### Task statement
Reproduce the stretch of the records below from their start through the line containing "point(573, 295)", with both ends included and no alteration.

▼▼▼

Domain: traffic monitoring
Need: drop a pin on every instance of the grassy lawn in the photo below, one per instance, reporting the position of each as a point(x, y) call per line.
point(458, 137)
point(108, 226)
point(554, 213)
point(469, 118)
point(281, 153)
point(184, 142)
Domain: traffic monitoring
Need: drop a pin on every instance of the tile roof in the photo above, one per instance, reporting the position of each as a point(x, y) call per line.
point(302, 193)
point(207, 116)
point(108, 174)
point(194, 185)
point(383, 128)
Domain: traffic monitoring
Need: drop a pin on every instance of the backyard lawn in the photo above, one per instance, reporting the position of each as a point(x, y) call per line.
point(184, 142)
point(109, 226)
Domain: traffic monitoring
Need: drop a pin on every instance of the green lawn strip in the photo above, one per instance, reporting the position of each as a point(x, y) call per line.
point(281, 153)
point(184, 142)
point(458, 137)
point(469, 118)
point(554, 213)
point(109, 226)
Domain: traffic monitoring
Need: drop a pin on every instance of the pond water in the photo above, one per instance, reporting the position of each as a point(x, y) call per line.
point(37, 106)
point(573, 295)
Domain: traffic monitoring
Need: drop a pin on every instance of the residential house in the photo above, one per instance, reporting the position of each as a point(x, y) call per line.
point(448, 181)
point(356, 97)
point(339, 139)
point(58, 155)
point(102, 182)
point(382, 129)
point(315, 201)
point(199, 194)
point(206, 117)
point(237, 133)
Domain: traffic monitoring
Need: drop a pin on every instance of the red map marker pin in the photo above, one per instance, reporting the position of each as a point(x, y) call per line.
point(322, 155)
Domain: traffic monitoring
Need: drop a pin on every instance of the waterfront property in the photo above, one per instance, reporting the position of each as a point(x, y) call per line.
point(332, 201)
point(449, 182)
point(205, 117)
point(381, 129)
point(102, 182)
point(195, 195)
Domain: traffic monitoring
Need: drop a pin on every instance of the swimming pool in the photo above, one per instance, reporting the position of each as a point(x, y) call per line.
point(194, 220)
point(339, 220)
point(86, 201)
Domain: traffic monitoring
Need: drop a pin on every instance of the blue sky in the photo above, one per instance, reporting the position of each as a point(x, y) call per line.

▲▲▲

### Complete response
Domain: traffic monitoring
Need: drop a pin on every instance of the grassy lawn in the photo below, one per instance, reporting the position of each as a point(x, y) call per line.
point(458, 137)
point(108, 226)
point(554, 213)
point(469, 118)
point(281, 153)
point(184, 142)
Domain: traffic monitoring
Need: drop a pin on every instance of the tile roof in the photo above, one per instance, reporting the position of each as a point(x, y) call per line.
point(302, 193)
point(207, 116)
point(108, 174)
point(194, 185)
point(383, 128)
Domain: traffic monitoring
Need: drop a pin on every instance of the backyard lawn in the photo above, one per instance, reporting the position of each as a point(x, y) call per line.
point(184, 142)
point(109, 226)
Domain: traffic monitoring
Need: drop a pin on every instance of the green lawn strip in the photo above, one per instance, reporting the position of each as a point(x, y) call per line.
point(281, 153)
point(184, 142)
point(458, 137)
point(469, 118)
point(554, 213)
point(109, 226)
Domain: traffic monitoring
Need: drop a pin on every instance of the pond water in the photo above, one per instance, reporting the position of each as a point(x, y) call per line.
point(37, 106)
point(573, 295)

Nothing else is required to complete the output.